[Stored items from a collection]
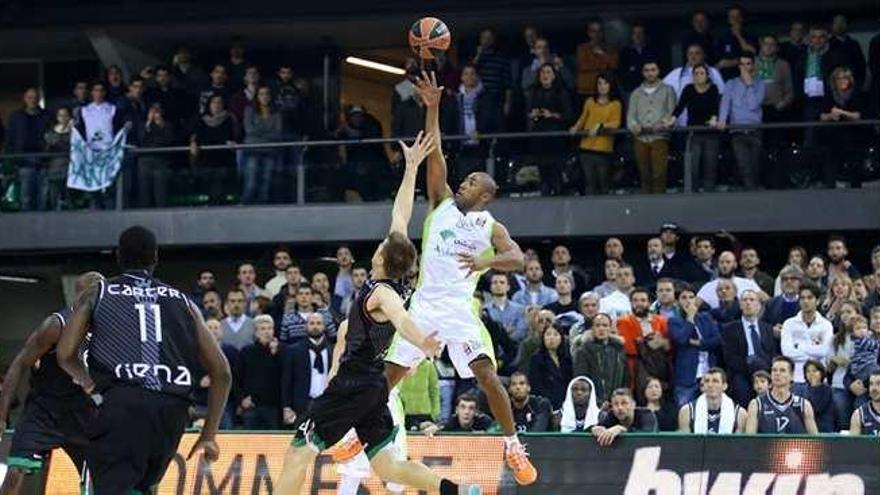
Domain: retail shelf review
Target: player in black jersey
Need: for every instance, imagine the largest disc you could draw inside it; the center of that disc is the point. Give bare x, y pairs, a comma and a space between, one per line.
146, 339
866, 419
357, 396
779, 411
56, 411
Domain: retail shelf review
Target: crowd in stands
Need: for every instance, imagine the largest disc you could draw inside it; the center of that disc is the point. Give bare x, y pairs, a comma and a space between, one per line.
654, 338
732, 77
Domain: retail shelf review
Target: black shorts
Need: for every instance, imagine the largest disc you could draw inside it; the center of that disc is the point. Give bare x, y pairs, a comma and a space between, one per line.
349, 403
133, 438
49, 423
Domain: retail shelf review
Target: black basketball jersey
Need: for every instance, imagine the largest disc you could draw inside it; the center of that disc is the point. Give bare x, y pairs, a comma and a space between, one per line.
47, 378
786, 417
143, 335
870, 419
367, 340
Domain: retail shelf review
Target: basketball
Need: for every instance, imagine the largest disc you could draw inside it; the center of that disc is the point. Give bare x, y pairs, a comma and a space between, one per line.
429, 37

## Exercise prompt
Lay out the whole listing above as a two-column CSV with the columns "prompt" and "answer," one row per item, putting each item's text and its answer in a single quoted field with line breaks replaced by spaces. Leave the pictures out.

## Output below
prompt,answer
"Domain: retail shelf review Target: player in black jersey Need: for every instance, imagine the largest disc you could draw inside it; the center of that disc is the point. Give bare x, y pairs, a comma and a space between, one per line.","146, 339 866, 419 357, 396 779, 411 56, 411"
"Domain: retail shelf review Target: crowd in stands Need: for every instance, imagine the largest disc you could draw inside it; the center of that disc is the point. Give bare x, y pairs, a comma and a space between, one per line.","654, 338 732, 77"
"Domain: retail shelf review Target: black shorts Need: for every instance, imagine the largest disc you could draw inside it; the center of that disc is the point. Give bare x, y pairs, a comma and a space between, one per line.","349, 403 133, 438 49, 423"
"Domain: retail shelf review Target: black basketball jersey Need: for every instance, imagine the largest disc you could draw inside it; the center of that disc is the point. Give bare x, y pairs, a comma and a space between, one per line.","47, 378 786, 417 143, 335 870, 419 367, 340"
"Domain: retail shelf review Target: basketball Need: for every instance, imagine the largest disc you could draw inside it; the center of that disc is the point. Give bare x, y pairs, a comma and a space between, one per line.","429, 37"